[Records from a dataset]
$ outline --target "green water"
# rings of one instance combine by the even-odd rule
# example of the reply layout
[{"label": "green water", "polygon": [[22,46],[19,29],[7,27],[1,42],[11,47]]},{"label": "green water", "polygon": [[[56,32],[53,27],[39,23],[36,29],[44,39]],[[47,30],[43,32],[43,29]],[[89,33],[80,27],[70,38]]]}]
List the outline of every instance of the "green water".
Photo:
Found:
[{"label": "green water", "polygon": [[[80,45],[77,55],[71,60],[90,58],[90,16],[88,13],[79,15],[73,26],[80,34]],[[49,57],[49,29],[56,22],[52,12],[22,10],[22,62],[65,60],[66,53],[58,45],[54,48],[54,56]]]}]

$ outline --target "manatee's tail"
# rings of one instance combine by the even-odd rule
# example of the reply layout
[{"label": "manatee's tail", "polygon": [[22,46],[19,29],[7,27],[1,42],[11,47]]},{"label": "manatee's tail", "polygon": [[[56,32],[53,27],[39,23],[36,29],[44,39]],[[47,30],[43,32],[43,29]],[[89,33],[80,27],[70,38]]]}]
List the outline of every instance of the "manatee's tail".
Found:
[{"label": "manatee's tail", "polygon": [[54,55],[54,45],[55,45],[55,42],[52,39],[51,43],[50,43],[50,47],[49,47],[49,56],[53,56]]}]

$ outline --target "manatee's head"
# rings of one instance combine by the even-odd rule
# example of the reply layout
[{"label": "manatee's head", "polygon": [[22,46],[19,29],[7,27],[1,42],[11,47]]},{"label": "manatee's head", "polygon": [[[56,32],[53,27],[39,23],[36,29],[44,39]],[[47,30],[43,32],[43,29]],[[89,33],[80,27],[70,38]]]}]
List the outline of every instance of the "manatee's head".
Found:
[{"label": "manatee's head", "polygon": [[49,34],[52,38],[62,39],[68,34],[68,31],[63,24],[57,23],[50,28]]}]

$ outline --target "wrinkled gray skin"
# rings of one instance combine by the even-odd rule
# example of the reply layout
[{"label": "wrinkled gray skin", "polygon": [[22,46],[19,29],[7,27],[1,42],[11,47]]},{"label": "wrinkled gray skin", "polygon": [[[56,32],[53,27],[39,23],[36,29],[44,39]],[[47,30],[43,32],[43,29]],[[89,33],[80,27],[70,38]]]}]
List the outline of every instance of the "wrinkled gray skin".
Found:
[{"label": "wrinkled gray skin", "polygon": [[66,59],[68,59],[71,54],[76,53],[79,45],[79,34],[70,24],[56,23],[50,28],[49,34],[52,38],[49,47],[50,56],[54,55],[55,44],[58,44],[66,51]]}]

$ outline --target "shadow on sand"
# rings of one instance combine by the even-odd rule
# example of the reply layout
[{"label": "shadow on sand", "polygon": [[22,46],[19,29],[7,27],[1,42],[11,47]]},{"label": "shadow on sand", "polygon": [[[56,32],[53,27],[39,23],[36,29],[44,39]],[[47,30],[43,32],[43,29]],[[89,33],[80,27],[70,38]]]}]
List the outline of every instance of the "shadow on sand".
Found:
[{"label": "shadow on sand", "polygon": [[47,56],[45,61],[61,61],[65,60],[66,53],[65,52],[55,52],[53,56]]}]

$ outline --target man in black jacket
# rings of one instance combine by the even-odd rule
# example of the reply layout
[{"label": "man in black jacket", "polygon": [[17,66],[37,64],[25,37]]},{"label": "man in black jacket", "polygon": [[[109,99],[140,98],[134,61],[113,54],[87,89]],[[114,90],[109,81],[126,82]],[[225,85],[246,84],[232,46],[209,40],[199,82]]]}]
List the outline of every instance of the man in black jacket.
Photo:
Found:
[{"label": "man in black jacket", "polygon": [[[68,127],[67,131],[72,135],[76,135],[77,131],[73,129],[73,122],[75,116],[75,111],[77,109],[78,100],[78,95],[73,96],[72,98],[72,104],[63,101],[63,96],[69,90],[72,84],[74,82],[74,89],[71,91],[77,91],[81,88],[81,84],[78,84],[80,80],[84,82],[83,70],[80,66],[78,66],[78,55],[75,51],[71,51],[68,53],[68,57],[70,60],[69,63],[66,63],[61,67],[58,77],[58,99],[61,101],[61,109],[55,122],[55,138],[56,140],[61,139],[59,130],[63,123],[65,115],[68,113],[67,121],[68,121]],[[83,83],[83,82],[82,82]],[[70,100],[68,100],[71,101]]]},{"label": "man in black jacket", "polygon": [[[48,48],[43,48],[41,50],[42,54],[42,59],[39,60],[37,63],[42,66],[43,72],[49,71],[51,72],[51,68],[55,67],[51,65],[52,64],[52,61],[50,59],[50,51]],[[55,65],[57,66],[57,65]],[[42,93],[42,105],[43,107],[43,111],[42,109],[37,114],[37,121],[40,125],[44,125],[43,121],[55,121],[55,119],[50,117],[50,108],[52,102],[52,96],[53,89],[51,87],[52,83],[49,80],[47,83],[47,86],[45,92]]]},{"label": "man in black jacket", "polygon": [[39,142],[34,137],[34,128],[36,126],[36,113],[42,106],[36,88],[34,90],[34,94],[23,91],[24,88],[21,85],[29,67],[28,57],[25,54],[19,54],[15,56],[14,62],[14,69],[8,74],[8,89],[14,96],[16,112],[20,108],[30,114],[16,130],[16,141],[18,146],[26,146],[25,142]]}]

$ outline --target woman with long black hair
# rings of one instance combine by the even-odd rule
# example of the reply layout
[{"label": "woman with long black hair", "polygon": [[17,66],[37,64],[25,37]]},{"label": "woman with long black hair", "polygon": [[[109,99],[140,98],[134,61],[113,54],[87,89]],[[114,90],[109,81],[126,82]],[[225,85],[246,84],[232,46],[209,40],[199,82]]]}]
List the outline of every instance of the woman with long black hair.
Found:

● **What to produce**: Report every line of the items that contains the string "hair", matching case exactly.

● **Written reply**:
$ outline --target woman with long black hair
[{"label": "woman with long black hair", "polygon": [[17,66],[37,64],[25,37]]},{"label": "woman with long black hair", "polygon": [[[109,99],[140,98],[134,61],[113,54],[87,89]],[[114,90],[109,81],[126,82]],[[225,85],[246,84],[232,46],[209,40],[199,82]]]}]
List the outline of every instance of the woman with long black hair.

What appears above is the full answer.